[Data entries]

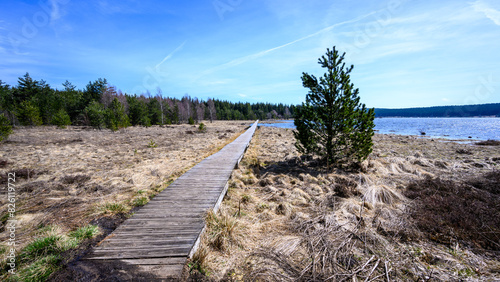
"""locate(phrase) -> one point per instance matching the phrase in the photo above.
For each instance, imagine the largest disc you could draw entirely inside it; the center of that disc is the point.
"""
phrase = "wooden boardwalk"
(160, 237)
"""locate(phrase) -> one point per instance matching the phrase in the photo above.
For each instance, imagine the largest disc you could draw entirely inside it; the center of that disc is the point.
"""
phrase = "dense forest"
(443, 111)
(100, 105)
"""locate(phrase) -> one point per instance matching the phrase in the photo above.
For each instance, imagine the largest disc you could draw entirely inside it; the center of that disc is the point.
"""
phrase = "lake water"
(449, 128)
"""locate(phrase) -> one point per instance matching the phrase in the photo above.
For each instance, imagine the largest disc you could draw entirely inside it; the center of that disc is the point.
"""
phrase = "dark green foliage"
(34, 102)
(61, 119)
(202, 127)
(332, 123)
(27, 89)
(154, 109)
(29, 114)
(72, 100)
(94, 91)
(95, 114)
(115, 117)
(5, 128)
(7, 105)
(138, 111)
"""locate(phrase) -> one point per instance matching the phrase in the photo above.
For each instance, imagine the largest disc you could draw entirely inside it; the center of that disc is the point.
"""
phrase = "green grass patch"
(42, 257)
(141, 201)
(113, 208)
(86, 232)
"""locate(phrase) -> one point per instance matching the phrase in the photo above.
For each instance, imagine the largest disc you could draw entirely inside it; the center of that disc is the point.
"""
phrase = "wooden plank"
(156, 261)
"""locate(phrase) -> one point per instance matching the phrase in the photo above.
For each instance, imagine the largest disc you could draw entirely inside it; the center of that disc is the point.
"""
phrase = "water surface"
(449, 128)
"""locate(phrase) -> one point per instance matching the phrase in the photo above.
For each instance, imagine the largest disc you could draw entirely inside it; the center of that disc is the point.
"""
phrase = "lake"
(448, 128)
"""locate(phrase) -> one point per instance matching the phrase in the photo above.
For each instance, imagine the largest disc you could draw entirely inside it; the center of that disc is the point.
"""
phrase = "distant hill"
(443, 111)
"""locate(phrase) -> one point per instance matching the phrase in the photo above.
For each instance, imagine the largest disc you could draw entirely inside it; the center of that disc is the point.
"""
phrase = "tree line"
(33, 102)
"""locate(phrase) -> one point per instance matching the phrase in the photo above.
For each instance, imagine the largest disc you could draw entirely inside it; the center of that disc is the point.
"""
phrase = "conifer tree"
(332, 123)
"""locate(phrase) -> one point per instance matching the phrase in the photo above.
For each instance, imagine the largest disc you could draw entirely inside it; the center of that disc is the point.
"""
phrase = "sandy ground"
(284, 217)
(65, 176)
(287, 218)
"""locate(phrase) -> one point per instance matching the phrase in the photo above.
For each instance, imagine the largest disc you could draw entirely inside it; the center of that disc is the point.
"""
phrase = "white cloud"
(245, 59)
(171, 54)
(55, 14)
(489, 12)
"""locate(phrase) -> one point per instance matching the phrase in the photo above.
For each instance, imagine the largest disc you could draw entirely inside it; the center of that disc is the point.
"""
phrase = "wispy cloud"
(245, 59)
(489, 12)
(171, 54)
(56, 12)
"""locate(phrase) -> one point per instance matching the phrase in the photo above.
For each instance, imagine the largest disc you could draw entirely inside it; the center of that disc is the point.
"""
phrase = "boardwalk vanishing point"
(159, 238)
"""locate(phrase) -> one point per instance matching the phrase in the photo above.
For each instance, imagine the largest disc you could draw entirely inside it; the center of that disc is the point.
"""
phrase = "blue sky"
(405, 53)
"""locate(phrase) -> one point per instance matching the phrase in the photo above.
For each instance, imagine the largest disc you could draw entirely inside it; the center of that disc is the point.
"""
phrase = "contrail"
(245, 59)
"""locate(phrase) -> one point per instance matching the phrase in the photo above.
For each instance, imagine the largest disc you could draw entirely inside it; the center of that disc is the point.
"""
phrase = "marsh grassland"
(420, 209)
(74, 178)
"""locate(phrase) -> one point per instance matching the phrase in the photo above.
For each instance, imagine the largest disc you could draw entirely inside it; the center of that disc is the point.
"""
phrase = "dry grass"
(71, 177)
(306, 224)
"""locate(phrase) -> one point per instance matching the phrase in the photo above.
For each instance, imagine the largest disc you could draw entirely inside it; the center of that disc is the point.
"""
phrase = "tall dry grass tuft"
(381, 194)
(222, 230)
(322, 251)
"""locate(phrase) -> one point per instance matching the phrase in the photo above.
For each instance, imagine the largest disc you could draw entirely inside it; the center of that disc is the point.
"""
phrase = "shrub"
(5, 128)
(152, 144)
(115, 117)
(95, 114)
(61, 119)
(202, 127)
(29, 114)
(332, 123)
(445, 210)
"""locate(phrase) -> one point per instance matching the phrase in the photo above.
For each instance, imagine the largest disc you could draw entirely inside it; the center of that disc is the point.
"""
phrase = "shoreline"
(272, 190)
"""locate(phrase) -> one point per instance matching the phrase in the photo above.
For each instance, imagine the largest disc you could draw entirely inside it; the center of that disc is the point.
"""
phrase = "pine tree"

### GOAL OF THE EXERCISE
When you copy the data, keep every line exact and leave out each picture.

### RESULT
"""locate(phrase) -> one point per instance matching the phrase in the photo above.
For each instance, imagine the largest disc you could draw entirely inside it; the center of that disc is the point.
"""
phrase = "wooden boardwalk"
(160, 237)
"""locate(phrase) -> one point per instance matching the phrase in the photo above.
For each instance, imagine the largest disc you could draw entirely inside it; the center of that disc is the point.
"""
phrase = "dense forest"
(443, 111)
(100, 105)
"""locate(phrase) -> one point per instance matching the phrase in the photo above.
For each instance, imagine the largest disc you could draw entirely inside it; the center of that disc is the point.
"""
phrase = "lake water"
(449, 128)
"""locate(phrase) -> one point per instance matching the phrase in the photo above.
For each instance, imagine the largest disc you could draw entirely inside it; the center of that disc is the point.
"""
phrase = "dark green foliage"
(34, 102)
(61, 119)
(202, 127)
(332, 123)
(27, 89)
(154, 109)
(29, 114)
(72, 100)
(94, 91)
(95, 114)
(115, 117)
(5, 128)
(7, 105)
(138, 111)
"""locate(phrase) -> one point per instance matching the phrase in the photo above.
For each instance, imagine the largest disc you could draw entirely inside it; the center of that disc is the point.
"""
phrase = "green grass patch"
(42, 257)
(141, 201)
(113, 208)
(86, 232)
"""locate(phrase) -> one point per instance matching the phrase in the photo above.
For each instance, imagine the largest disc you could draw entirely inside it; the center of that disc is the point.
"""
phrase = "wooden plank"
(156, 261)
"""locate(phrase) -> one point per instance matching the phrase in the photo above.
For each instance, imagine the largest disc you could draw entirely inside it; the center of that disc is the point.
"""
phrase = "water surface"
(449, 128)
"""locate(phrase) -> one point per instance matching the phrase in the photo above.
For each instance, imagine the largest disc you could draw entirely inside it; the center of that disc is the point.
"""
phrase = "lake"
(448, 128)
"""locate(phrase) -> one point per instance matching the phrase in the photo above.
For each instance, imagine the largest disc you could draw entirely inside it; the center of that disc is the point.
"""
phrase = "distant hill"
(443, 111)
"""locate(phrase) -> one point per instance matching the phrase in the photo above.
For each instance, imagine the largest disc you could draw entirely inside it; the center of that disc is the point.
"""
phrase = "tree line"
(33, 102)
"""locate(phrase) -> one point per instance matching the phrase in the photo above.
For each instance, imagine the largest disc you could draw entirely inside it; the center of that disc is the point.
"""
phrase = "conifer tree"
(332, 123)
"""locate(phrase) -> one point per instance matching the phrase in the photo above.
For each instance, imagine the largest disc you could draw entirely inside it; the center of that disc is the point.
"""
phrase = "sandy ground"
(284, 217)
(65, 176)
(287, 218)
"""locate(phrase) -> one point per instance matching the phrase in the photo above.
For each instance, imagine the largest disc you could draw entirely inside it; the center of that disc is the point.
"""
phrase = "white cloud"
(245, 59)
(171, 54)
(55, 14)
(489, 12)
"""locate(phrase) -> one point per instance matching the phrase in the photo above.
For each instance, imagine the largest disc you could draw entirely inside it; the center of that disc is the point.
"""
phrase = "wispy cloud"
(245, 59)
(489, 12)
(171, 54)
(56, 12)
"""locate(phrase) -> one point per instance matching the phrase in the photo above.
For each instance, imagine the largest disc you could draw entirely inside it; the center of that disc is the point.
"""
phrase = "boardwalk vanishing point"
(159, 238)
"""locate(phrase) -> one point per instance matching the phrase in the photo above.
For each instance, imagine the largest disc you could draw entirely inside it; the center of that disc is the point.
"""
phrase = "blue sky"
(405, 53)
"""locate(phrase) -> one point per instance matching the phrase in the photo above.
For each instance, imagine the largest disc you could draw entirely inside it; the center of that disc is the point.
"""
phrase = "contrail"
(245, 59)
"""locate(phrase) -> one point per instance matching the phrase in the photo above.
For each instance, imagine the largest disc you could draw entirely inside it; the center of that disc is the point.
"""
phrase = "marsh grassland"
(420, 209)
(74, 178)
"""locate(phrase) -> one point per instance matching the phrase in the photo above.
For each instance, imagine the largest disc you could draw entirely inside it; the center of that disc is the point.
"""
phrase = "dry grass"
(71, 177)
(306, 224)
"""locate(phrase) -> one point per instance matching the phrase in the photo above.
For each instance, imagine the largest disc you could draw entirely inside it; the center of that disc is the point.
"""
phrase = "tall dry grass tuft"
(381, 194)
(222, 230)
(322, 251)
"""locate(phrase) -> one point per instance matching the phrase in the photo above.
For each instance, imagine the largest disc you could draw entirely inside it; the center of that disc is the point.
"""
phrase = "shrub"
(5, 128)
(152, 144)
(115, 117)
(95, 114)
(61, 119)
(202, 127)
(29, 114)
(332, 123)
(445, 210)
"""locate(phrase) -> one point per instance matching the phrase in the photo above.
For each instance, imagine the largest disc you could draw entirely inside it; the center of that disc is the point.
"""
phrase = "shoreline"
(272, 190)
"""locate(phrase) -> one point per instance matching the phrase in the photo above.
For each instance, imagine the largest disc you could draw entirely inside it; the center of that disc is the point.
"""
phrase = "pine tree"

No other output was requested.